STATED EXERCISE:
Write the next part of the interview about drag queens below, starting after its last sentence.

TEXT SECTION:
=-=-=
John-Paul Ricchio: 100%. I mean I wish I would have entered! That would have been amazing! Now, you've been exposed to drag for a long time and being on Drag Race, what are the ingredients that make a drag queen?
Graham Norton: Well, look, I think the interesting thing for me about drag and a great drag queen, I can't explain it but maybe you'll know what I mean, is that, yes, they've got to be fabulous and fierce and funny and there is something... there is something otherworldly about drag queens, but the thing that makes me love it, I think, is that weirdly, drag queens for all their fierceness and the makeup and the drag, they wear their hearts on their sleeves. There's an emotional connection I have with drag that I still don't understand, but I find myself, on this show, you just, you're laughing one minute and then suddenly, boom, you're in a really raw, emotional thing. And I don't know what it is but drag queens seem incredibly in touch with their emotions, their emotions seem to be right there, right behind the blusher is just some raw emotion. And for me, that's why I love it, that's really what I get off on.
=-=-=
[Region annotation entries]
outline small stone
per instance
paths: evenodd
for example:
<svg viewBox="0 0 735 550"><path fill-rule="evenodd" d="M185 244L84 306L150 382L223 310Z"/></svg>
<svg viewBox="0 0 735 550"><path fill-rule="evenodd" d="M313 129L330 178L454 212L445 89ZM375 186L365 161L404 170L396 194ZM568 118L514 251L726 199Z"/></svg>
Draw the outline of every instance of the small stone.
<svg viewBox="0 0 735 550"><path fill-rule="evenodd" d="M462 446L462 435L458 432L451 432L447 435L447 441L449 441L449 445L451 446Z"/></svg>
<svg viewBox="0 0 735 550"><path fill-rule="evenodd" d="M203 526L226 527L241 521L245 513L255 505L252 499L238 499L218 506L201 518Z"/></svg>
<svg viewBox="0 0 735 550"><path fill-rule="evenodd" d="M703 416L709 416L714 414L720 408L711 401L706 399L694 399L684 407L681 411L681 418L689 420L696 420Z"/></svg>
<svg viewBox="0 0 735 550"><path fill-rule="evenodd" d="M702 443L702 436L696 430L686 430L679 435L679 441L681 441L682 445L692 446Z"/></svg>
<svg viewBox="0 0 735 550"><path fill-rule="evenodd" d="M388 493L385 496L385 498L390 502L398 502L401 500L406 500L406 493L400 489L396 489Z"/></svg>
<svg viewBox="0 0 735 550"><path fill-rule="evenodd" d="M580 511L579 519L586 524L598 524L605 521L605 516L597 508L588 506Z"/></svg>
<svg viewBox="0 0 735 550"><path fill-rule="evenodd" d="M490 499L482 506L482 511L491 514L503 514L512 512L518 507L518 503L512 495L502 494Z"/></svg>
=-=-=
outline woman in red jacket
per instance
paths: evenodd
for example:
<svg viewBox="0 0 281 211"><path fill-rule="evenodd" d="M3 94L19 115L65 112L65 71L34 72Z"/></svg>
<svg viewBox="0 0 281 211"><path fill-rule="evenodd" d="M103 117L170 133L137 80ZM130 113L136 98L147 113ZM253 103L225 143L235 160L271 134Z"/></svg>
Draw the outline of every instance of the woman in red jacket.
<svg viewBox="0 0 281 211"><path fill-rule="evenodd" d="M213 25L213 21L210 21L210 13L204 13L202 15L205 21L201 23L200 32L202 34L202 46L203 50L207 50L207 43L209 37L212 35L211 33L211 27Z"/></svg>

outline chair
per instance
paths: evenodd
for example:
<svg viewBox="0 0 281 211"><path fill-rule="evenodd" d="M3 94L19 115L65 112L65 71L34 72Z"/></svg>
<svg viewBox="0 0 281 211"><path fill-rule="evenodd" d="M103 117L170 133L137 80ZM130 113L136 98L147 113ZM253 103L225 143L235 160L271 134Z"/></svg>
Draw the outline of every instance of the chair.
=-=-=
ANSWER TO THE PROBLEM:
John-Paul Ricchio: 100%. I completely agree. On top of the blusher is the contouring, severe contouring, which I am obsessed with. I may have done a little bit myself today. So, I'm from a Canadian outlet and one of the contestants on the show, she's from Montreal, talk to me about what she brought to the table.
Graham Norton: I mean, she, we-- I love her, I really love her. I'm not sure how much I can say but she, in her first performance, which I think is in show two, I think she's in show two, not show one, bu they're both on the same night, basically December the 2nd, they're back to back, and she's in show two and I think Canada will be very, very proud. Hilarious, really, really really funny. She brought the party, I remember it as being an absolute highlight of that show. Really, yeah, yeah, I have to say, I think Canada will be very proud.
John-Paul Ricchio: That's incredible. The Queens are constantly reinventing themselves and I class you as one of the most brilliant and charismatic and a celebrity favourite interviewer in the world, there's nothing like scrolling through an Instagram and finding a 20-second clip of you, I'll watch it over and over and over. Do you find any pressure to reinvent yourself?
Graham Norton: Not really. I'm lucky because although it's my show, it's never about me. So the show is reinvented every week because we've got a different bunch of celebrities. So, I mean the only reinvention I've done very slowly over 22 years, is become old. So, that's... that's my Madonna chameleon moment. Look, he's got grey hair and wrinkles, that's amazing! So, yeah, that's been my very slow transformation over the years.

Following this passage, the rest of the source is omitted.